### SOURCE RECORDS
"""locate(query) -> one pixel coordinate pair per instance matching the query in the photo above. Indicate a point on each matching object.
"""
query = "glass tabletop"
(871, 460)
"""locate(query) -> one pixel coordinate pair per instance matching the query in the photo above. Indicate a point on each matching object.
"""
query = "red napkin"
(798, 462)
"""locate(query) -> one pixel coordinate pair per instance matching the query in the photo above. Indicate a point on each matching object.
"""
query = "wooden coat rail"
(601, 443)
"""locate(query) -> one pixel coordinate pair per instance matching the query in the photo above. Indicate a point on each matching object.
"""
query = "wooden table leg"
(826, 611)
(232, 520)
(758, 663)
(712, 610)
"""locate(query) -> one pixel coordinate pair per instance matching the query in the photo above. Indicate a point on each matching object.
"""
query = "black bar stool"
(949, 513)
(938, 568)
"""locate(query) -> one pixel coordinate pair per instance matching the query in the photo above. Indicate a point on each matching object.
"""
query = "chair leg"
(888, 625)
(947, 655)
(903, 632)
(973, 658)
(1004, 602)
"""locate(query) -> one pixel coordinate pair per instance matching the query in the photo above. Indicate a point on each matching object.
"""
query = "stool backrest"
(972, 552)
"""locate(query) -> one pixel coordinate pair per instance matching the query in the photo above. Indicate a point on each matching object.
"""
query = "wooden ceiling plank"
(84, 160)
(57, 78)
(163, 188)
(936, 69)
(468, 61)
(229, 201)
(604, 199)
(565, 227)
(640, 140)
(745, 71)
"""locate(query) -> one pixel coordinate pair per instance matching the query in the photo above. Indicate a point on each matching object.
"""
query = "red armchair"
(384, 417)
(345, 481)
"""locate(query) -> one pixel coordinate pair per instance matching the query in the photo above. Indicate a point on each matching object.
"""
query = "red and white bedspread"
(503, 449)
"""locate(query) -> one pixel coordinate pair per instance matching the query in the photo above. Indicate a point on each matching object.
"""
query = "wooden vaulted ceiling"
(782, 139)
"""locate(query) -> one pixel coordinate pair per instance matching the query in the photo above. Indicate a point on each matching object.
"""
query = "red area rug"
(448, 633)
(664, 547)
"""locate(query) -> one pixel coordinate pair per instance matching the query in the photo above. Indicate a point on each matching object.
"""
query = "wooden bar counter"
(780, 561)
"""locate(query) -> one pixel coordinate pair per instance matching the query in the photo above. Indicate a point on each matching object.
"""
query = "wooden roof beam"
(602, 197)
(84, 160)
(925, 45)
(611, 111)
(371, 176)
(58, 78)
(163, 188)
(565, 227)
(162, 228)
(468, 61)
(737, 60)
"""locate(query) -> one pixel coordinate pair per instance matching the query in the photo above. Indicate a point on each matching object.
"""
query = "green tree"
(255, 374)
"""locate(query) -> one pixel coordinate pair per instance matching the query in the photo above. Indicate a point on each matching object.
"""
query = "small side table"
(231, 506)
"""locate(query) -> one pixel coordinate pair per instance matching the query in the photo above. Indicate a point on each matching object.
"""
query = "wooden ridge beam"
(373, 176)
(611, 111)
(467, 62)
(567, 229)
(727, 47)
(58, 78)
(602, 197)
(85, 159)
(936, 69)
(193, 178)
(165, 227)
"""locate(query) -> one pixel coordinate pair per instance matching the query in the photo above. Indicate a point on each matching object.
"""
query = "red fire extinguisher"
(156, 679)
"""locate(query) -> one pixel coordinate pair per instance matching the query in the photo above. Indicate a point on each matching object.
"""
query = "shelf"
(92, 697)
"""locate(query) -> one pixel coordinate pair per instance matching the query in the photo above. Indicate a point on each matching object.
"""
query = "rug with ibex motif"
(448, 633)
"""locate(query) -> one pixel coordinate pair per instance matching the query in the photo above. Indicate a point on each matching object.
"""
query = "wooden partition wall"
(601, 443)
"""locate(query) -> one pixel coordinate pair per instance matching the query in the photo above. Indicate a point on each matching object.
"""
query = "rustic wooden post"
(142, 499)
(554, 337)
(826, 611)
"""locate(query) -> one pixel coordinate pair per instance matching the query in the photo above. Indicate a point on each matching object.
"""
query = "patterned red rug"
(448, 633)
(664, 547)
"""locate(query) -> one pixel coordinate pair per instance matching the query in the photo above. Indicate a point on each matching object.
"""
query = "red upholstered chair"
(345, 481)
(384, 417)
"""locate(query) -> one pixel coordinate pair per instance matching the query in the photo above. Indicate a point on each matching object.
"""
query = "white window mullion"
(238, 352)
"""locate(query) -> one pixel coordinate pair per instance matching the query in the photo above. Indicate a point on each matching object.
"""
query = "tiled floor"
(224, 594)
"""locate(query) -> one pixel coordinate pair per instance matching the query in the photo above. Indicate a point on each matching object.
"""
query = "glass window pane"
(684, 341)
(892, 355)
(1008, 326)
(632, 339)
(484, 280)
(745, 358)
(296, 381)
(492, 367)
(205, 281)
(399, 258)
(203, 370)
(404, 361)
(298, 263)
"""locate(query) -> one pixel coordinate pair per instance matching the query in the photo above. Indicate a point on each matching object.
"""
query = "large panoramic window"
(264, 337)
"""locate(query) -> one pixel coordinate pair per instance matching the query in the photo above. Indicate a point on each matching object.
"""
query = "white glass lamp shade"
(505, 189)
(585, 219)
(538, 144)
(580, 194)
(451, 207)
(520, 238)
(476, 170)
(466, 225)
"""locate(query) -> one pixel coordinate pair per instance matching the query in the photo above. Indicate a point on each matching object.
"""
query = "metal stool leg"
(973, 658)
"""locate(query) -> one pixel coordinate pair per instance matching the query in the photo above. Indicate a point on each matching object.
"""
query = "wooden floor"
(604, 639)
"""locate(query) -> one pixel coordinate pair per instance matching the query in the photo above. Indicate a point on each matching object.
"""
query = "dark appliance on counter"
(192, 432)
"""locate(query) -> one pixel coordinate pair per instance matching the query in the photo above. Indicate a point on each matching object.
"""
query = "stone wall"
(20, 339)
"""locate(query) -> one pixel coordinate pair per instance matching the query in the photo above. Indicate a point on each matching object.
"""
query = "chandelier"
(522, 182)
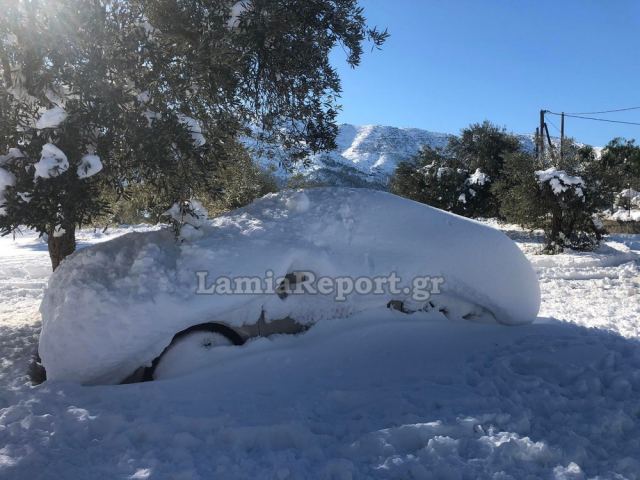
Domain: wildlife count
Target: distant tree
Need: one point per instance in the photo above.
(483, 146)
(561, 204)
(431, 178)
(114, 94)
(459, 178)
(617, 168)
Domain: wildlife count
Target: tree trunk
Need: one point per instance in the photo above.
(61, 246)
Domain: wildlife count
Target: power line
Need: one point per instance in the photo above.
(594, 118)
(605, 111)
(553, 124)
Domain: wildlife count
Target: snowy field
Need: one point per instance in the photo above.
(381, 395)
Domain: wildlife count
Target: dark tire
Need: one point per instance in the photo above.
(217, 335)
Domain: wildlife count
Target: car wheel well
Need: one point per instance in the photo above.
(219, 328)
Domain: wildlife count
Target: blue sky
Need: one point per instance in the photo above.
(450, 63)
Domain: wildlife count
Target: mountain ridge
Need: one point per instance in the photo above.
(367, 155)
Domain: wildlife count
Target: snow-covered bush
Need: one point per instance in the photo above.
(458, 178)
(553, 200)
(432, 178)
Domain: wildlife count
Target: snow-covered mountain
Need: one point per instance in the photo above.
(367, 155)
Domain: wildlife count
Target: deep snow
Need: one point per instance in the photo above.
(384, 395)
(115, 307)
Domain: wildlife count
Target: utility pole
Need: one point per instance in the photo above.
(562, 138)
(541, 137)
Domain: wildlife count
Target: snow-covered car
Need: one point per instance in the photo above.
(146, 304)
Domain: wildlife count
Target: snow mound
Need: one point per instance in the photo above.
(114, 307)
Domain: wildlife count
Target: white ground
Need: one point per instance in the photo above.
(384, 395)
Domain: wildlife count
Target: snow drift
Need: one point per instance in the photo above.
(114, 307)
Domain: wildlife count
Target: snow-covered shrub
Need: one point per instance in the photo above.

### AIM OF THE TASK
A word-for-word transcription of the listing is needed, minus its images.

### WRITTEN RESPONSE
"""locate(query) -> one pixel coordinate pair per instance matching the query in the photo above. Indicate a point on each matching object.
"""
query = "glass tabletop"
(871, 460)
"""locate(query) -> one pixel coordinate pair per instance matching the query in the photo above. Indicate a point on each matching object.
"""
query = "red napkin"
(798, 462)
"""locate(query) -> one pixel coordinate pair per instance matching the query in the photo above. Indicate a point on each matching object.
"""
query = "wooden coat rail"
(601, 443)
"""locate(query) -> one pixel coordinate pair per instance matching the query in the photo above. Indicate a point on each matching object.
"""
query = "wooden table leg"
(826, 611)
(232, 520)
(758, 663)
(712, 610)
"""locate(query) -> one pixel coordinate pair per instance matching the query in the photo above. Indicate a point on each matching object.
"""
query = "black bar stool"
(949, 513)
(938, 568)
"""locate(query) -> one pixel coordinate pair per instance matching the query in the photo above. Indicate a point on each matching object.
"""
query = "chair leg"
(888, 625)
(947, 655)
(903, 632)
(973, 658)
(1004, 602)
"""locate(query) -> one pixel coordinate pair per instance matching the query in the photo above. Indicate a point on each matching object.
"""
query = "stool backrest"
(972, 552)
"""locate(query) -> one pixel coordinate pair per instance matching the query in the photo above. Indicate a point on each matching object.
"""
query = "wooden ceiling plank"
(84, 160)
(57, 78)
(163, 188)
(936, 69)
(468, 61)
(229, 201)
(604, 199)
(565, 227)
(640, 140)
(745, 71)
"""locate(query) -> one pixel coordinate pair per instance matching the query in the photo above. Indicate a point on each matching object.
"""
query = "red armchair"
(384, 417)
(345, 481)
"""locate(query) -> one pixel coordinate pair per instance matching the query in the photo above. Indicate a point on each matching object.
"""
query = "red and white bedspread"
(503, 449)
"""locate(query) -> one pixel coordinate pair per instance matching the query in the photo above. Indicate a point on each matching object.
"""
query = "wooden vaulted ceiling"
(782, 139)
"""locate(query) -> one pixel coordinate pair per instance matching the query in the photo above. Indicate a point on each matching object.
"""
query = "red area rug"
(448, 633)
(664, 547)
"""locate(query) -> one pixel coordinate pair per instance matching the query in the photo above. Indicate a point on each matching object.
"""
query = "wooden bar counter"
(780, 561)
"""locate(query) -> one pixel coordinate pair per instance matching the query in the photo above. Indicate a point on each matching object.
"""
query = "wooden roof beam"
(602, 197)
(84, 160)
(925, 45)
(611, 111)
(371, 176)
(58, 78)
(163, 188)
(565, 227)
(162, 228)
(468, 61)
(737, 60)
"""locate(query) -> one pixel coordinate pair per instance matching the query in the photo above. Indicate a point on each matching object.
"""
query = "green tree"
(255, 374)
"""locate(query) -> one pixel coordinate pair per instance matching the query in the photo above. Indicate a point on each matching object.
"""
query = "small side table"
(231, 506)
"""locate(query) -> one pixel coordinate pair per instance matching the query in the photo above. Indicate a point on each matching object.
"""
query = "wooden ridge beam"
(373, 176)
(611, 111)
(467, 62)
(567, 229)
(727, 47)
(58, 78)
(602, 197)
(85, 159)
(936, 69)
(193, 178)
(165, 227)
"""locate(query) -> one pixel coordinate pair per instance matching the query in the photo above. Indicate a point on each matching object.
"""
query = "red fire extinguisher"
(156, 679)
"""locate(query) -> one pixel coordinate pair per instance matching the query in the photo above. Indicate a point on each matching object.
"""
query = "shelf"
(92, 697)
"""locate(query) -> one pixel coordinate pair per instance matching the query in the photo above. Indicate a point on each matching object.
"""
query = "rug with ibex motif"
(448, 633)
"""locate(query) -> one pixel coordinate pair per instance matching the query in the photo above. Indicate a point on each matching object.
"""
query = "wooden partition wall"
(601, 443)
"""locate(query) -> one pixel coordinate pair per instance matching the query in the photo above. Indicate a point on each matching object.
"""
query = "rustic wooden post"
(142, 499)
(554, 337)
(826, 611)
"""locate(query) -> one pixel coordinate pair per instance matching the query in the photo above. Indicate a point on each matching object.
"""
query = "patterned red rug"
(448, 633)
(664, 547)
"""locate(query) -> one pixel coordinate pair per instance matching the query in the photo above. Indicate a point on each matching object.
"""
query = "red upholstered chair"
(345, 481)
(384, 417)
"""locate(query) -> one pixel coordinate pair per instance matching the query in the photo above. Indicate a point on each matching object.
"""
query = "white window mullion"
(238, 352)
"""locate(query) -> one pixel coordinate pair per instance matching the query in the photo above. Indicate a point on each matching object.
"""
query = "tiled floor"
(224, 594)
"""locate(query) -> one pixel coordinate pair per instance matching the query in the photo above. Indicate a point on each matching object.
"""
query = "glass window pane"
(684, 341)
(892, 355)
(1008, 326)
(632, 339)
(484, 280)
(745, 358)
(296, 381)
(492, 367)
(205, 281)
(399, 258)
(203, 370)
(404, 361)
(298, 263)
"""locate(query) -> one pixel coordinate pair per instance matching the query in the photo above. Indicate a point on each matching object.
"""
query = "large panoramic window"
(264, 337)
"""locate(query) -> one pixel coordinate pair per instance matching the query in the photo above. Indicate a point on each matching object.
"""
query = "white glass lamp shade"
(505, 189)
(585, 219)
(538, 144)
(580, 194)
(451, 207)
(520, 238)
(476, 170)
(466, 225)
"""locate(query) -> one pixel coordinate pair per instance matching the query in the photo above. Indicate a point on each matching object.
"""
query = "metal stool leg"
(973, 658)
"""locate(query) -> one pixel coordinate pair per instance matching the query in the photo above. Indicate a point on each matching object.
"""
query = "wooden floor"
(604, 639)
"""locate(query) -> one pixel coordinate pair per instance matching the query in the photo above. Indicate a point on each matching object.
"""
query = "dark appliance on counter"
(192, 432)
"""locate(query) -> one pixel coordinate pair per instance matching the query in the photo above. Indicate a point on each matching object.
"""
query = "stone wall"
(20, 339)
"""locate(query) -> one pixel coordinate pair per instance matching the query in the photo above. Indicate a point on each matching object.
"""
query = "chandelier"
(522, 182)
Domain: wildlife count
Target: distant tree
Need: one point per instance in the photo above.
(483, 146)
(561, 204)
(431, 178)
(114, 94)
(459, 178)
(617, 168)
Domain: wildlife count
Target: tree trunk
Need: one point per instance in the photo above.
(61, 246)
Domain: wildlife count
Target: power line
Need: one point per instance in the photo above.
(594, 118)
(605, 111)
(553, 124)
Domain: wildlife count
Target: snowy field
Need: one point per instance in the photo above.
(381, 395)
Domain: wildlife count
Target: dark tire
Need: one point per instance in the photo above.
(217, 335)
Domain: wildlife count
Target: car wheel well
Need: one point per instance in the photo above.
(219, 328)
Domain: wildlife count
Target: blue sky
Need: one point per instance in the photo above.
(450, 63)
Domain: wildlife count
Target: mountain ridge
Need: one point per instance in the photo above.
(367, 155)
Domain: wildlife count
Target: snow-covered bush
Need: one point per instance in the photo above.
(458, 178)
(553, 200)
(432, 178)
Domain: wildlife count
Target: snow-covered mountain
Need: one point per instance in the photo above.
(367, 155)
Domain: wildlife count
Target: deep snow
Need: one point per instance in the photo above.
(384, 395)
(115, 307)
Domain: wildlife count
Target: utility pole
Need: one point per instance in the photo above.
(562, 138)
(541, 137)
Domain: wildlife count
Target: snow-covered car
Need: one point per instance in the photo above.
(146, 304)
Domain: wildlife count
Target: snow mound
Need: one point per instance in the photo above.
(114, 307)
Domain: wildlife count
Target: white ground
Need: one point per instance in the photo above.
(384, 395)
Domain: wildlife count
Target: snow drift
Need: one point per instance in the photo above.
(114, 307)
Domain: wildlife count
Target: snow-covered shrub
Need: one point per instance in the photo above.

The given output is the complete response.